[MATERIAL PROVIDED — start]

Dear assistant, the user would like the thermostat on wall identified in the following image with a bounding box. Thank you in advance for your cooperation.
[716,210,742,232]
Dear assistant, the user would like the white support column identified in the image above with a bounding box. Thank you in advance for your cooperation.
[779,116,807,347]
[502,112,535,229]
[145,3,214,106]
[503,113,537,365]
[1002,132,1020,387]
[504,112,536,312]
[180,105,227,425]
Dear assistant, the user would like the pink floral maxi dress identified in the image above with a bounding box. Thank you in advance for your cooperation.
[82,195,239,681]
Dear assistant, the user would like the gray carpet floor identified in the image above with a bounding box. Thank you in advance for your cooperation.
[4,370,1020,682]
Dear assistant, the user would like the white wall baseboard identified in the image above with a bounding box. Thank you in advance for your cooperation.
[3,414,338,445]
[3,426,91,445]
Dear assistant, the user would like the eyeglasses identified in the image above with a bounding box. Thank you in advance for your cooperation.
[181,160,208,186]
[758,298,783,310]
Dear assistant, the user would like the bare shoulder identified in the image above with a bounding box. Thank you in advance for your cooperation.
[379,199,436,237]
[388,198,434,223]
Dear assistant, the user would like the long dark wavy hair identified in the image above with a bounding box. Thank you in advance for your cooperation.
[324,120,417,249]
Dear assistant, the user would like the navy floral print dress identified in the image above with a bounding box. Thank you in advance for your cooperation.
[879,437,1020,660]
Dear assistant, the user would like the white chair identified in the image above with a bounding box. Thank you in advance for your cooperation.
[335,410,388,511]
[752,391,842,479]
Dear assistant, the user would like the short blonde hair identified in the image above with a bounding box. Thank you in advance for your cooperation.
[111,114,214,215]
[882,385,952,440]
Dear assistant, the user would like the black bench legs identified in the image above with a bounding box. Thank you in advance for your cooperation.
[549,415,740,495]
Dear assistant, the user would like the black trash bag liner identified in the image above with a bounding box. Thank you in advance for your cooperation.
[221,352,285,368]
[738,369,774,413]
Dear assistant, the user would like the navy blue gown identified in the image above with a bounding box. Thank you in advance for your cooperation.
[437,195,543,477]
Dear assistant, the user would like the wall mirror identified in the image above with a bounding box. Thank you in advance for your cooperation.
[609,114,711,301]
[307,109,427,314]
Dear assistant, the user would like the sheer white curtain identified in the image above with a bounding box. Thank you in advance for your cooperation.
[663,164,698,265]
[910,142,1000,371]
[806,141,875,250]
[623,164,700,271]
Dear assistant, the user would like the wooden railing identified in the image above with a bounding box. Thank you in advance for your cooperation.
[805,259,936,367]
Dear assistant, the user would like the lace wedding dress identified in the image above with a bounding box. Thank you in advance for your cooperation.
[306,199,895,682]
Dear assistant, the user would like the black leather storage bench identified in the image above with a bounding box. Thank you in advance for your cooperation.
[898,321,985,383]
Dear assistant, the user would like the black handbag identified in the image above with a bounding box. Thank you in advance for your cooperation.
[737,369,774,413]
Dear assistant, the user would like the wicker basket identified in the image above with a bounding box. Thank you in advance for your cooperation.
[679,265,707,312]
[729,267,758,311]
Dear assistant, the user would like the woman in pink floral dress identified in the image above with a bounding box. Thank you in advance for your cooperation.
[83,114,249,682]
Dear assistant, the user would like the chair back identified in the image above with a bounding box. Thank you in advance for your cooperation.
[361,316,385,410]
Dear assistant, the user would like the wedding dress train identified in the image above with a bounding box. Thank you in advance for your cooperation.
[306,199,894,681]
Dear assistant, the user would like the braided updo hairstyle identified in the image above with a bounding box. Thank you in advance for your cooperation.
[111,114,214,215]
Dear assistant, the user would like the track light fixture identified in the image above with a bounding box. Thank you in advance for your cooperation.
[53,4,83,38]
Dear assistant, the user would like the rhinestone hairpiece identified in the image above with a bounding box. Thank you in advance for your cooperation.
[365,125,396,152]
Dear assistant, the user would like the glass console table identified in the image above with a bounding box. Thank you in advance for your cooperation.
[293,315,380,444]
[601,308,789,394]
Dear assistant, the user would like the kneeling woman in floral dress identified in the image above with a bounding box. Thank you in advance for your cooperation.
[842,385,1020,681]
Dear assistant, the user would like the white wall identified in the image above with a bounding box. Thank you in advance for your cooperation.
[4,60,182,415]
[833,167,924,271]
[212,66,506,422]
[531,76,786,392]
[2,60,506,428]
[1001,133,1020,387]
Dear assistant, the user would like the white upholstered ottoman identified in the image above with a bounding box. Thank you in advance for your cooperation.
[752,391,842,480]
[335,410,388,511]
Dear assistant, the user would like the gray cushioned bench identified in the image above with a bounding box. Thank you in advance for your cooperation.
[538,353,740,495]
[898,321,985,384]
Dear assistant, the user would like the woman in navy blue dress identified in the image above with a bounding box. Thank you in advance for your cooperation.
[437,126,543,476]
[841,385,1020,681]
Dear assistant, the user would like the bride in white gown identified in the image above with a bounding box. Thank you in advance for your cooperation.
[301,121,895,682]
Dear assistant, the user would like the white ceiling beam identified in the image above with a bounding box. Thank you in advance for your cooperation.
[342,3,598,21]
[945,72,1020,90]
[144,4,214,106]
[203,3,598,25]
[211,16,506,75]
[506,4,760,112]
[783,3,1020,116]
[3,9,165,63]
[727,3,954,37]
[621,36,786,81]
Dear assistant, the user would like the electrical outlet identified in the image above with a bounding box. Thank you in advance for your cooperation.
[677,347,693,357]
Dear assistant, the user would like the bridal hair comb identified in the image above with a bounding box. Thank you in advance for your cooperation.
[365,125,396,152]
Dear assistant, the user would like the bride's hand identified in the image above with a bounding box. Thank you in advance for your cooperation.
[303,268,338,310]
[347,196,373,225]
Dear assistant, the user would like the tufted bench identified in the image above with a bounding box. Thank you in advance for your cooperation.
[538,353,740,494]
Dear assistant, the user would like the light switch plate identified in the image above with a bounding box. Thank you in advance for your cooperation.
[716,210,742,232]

[MATERIAL PROVIDED — finish]

_TASK_
Once more, write out the records above, exactly as they stand.

_RESULT_
Dear assistant, the user would like the thermostat on wall identified in the following image with a bounding box. Thank you in advance for your cooperation.
[716,210,742,232]
Dear assistant, the user would like the white support column identified in the image above with a bounding box. Thank you in advance for your cooperation.
[779,116,807,347]
[502,112,535,229]
[145,3,214,106]
[503,113,537,365]
[1002,132,1020,387]
[504,112,536,312]
[180,105,227,425]
Dear assistant, the user would like the pink floral maxi dress identified in the image above with a bounding box. Thank you in advance for your cooperation.
[82,195,239,681]
Dear assistant, the user would like the gray carpet floor identified in the image above with a bounding box. Thank you in advance for your cooperation.
[4,370,1020,682]
Dear assistant, the user would like the white wall baseboard identified in the image above with a bounding box. Thank you in advance for your cooperation.
[3,414,338,445]
[3,426,91,445]
Dear assistant, the user would like the eyeglasses identified in the image above with a bounding box. Thank you in advance for your cooperation.
[181,160,208,186]
[758,298,783,310]
Dear assistant, the user would like the bare shoulder identified in the image above with a bounding box. Thank you in advance for your cooperation.
[379,199,436,237]
[388,198,434,223]
Dear assistant, the user would like the long dark wavy hair identified in the image above with a bounding box. Thank you in advance for your cooperation.
[324,120,417,249]
Dear assistant, the user would like the navy floral print dress identified in the image above with a bounding box. Thank you in advance for your cooperation.
[879,437,1020,660]
Dear assistant, the user would like the white chair identified in the image above with a bounding box. Thank you in advance for your cooperation.
[335,410,388,511]
[752,391,842,479]
Dear assistant, the user would like the short blonde hair identified in the image above with a bounding box. Thank you in advance for your cooperation.
[111,114,214,215]
[882,385,952,440]
Dear assistant, the user would like the black bench legs identified in the image above with a bounding box. Thank you in advance for your cooperation.
[549,415,740,495]
Dear assistant, the user would like the black trash bag liner identified in the image above with a bounding box. Thank you in advance for your cooperation.
[221,352,285,368]
[738,369,774,413]
Dear assistant, the user would like the navy blue gown identified in the image above with a bounding box. Thank you in advance for your cooperation.
[437,195,543,477]
Dear assistant, the user would like the wall mirror identified in the image above with a bounding box. Thank you in advance for your cooperation.
[609,114,711,301]
[307,109,427,314]
Dear assistant, the user would like the sheer white curtain identified in the image above with a bounding box. Thank you in advance for your cooperation.
[663,164,698,265]
[910,142,1000,371]
[806,141,875,250]
[623,164,700,271]
Dear assistant, the user would like the wooden railing identified in the image above with a bounding box. Thank you in advance for your cooperation.
[805,259,936,367]
Dear assistant, the user would like the lace wedding dress identified in the image above with a bounding box. Thank you in advance for your cooperation.
[306,199,895,682]
Dear assistant, the user would like the black leather storage bench identified in the image above with a bounding box. Thank you in advance for your cooperation.
[898,321,985,383]
Dear assistant, the user would like the black handbag identified in the image above with a bounding box. Thank you in advance for your cooperation.
[737,369,774,413]
Dear assistant, the user would like the wicker basket identified in the image above with a bounding box. Thank you in advance for your cooperation.
[679,265,707,312]
[729,267,758,311]
Dear assistant, the user would like the woman in pink floral dress identified in the image above with a bounding box. Thank you in advance for your cooperation.
[83,114,249,682]
Dear assistant, the user would like the chair back identified in the image above with a bounding box. Thank you in advance for your cooperation.
[361,316,385,410]
Dear assistant, the user would like the wedding dress train identified in the image above with a bounding box. Thank you in advance for your cooperation.
[306,199,894,681]
Dear assistant, the user would like the braided updo hairstyle identified in the image above with a bounding box. Thank you in advance for your cooperation.
[111,114,214,215]
Dear assistant, the user would like the track light fixture identified in the image above with a bounding box. Thank you in advance for your cooperation.
[53,4,83,38]
Dear assistant, the user would like the rhinestone hairpiece identified in the image above with a bounding box. Thank you in advance for your cooperation.
[365,125,396,152]
Dear assistant, the user would like the glass console table identified in the image above with a bounding box. Thank you in advance for your cooperation.
[293,315,380,444]
[601,308,789,394]
Dear assistant, the user would like the kneeling woman in floral dress identified in the image above with a bounding box. Thank you in advance for your cooperation.
[842,385,1020,681]
Dear assistant, the user would like the white wall identified in the image above with a bounding box. Thank you in advance for your cooperation.
[4,60,182,415]
[833,167,924,271]
[212,66,506,422]
[531,76,786,392]
[2,60,506,428]
[1001,133,1020,387]
Dear assistant, the user would like the white upholstered ottoman identified in the image above with a bounding box. Thank you in advance for your cooperation.
[752,391,842,480]
[335,410,388,511]
Dear assistant, the user would like the gray cushioned bench identified in the image above with a bounding box. Thank you in advance for your cooperation.
[538,353,740,495]
[898,321,985,384]
Dear assistant, the user would like the woman in navy blue dress identified in the image above with a bounding box. Thank you in advance for your cooperation.
[437,126,543,476]
[841,385,1020,681]
Dear assistant, the user would like the bride in white gown identified in the image above with a bounding box. Thank you in advance for your cooperation.
[301,121,895,682]
Dear assistant, the user would like the white ceiling beam identified in the image above with a bounding box. Thank you in advance for your cooperation.
[342,3,598,21]
[945,72,1020,90]
[144,4,214,106]
[203,3,598,25]
[211,16,506,75]
[506,4,760,112]
[783,3,1020,116]
[3,9,165,63]
[727,3,954,37]
[621,36,786,81]
Dear assistant, the user would like the electrical outlet identified in the image above with a bounding box. Thank you in advance for your cooperation.
[677,347,693,357]
Dear assistant, the user would like the bridal hair comb identified in the image above with a bounding box. Thank you in advance for your cooperation.
[365,125,396,152]
Dear assistant, the user would like the bride's hand identified in the image above with a bounding box. Thank you in advance for your cooperation.
[303,268,338,310]
[347,196,373,225]
Dear assistant, the user would like the tufted bench identified in the image above with a bounding box. Thank you in advance for your cooperation.
[538,353,740,494]
Dear assistant, the user would like the light switch plate identified in the image above with a bounding box. Thank you in advance for your cooperation.
[716,210,742,232]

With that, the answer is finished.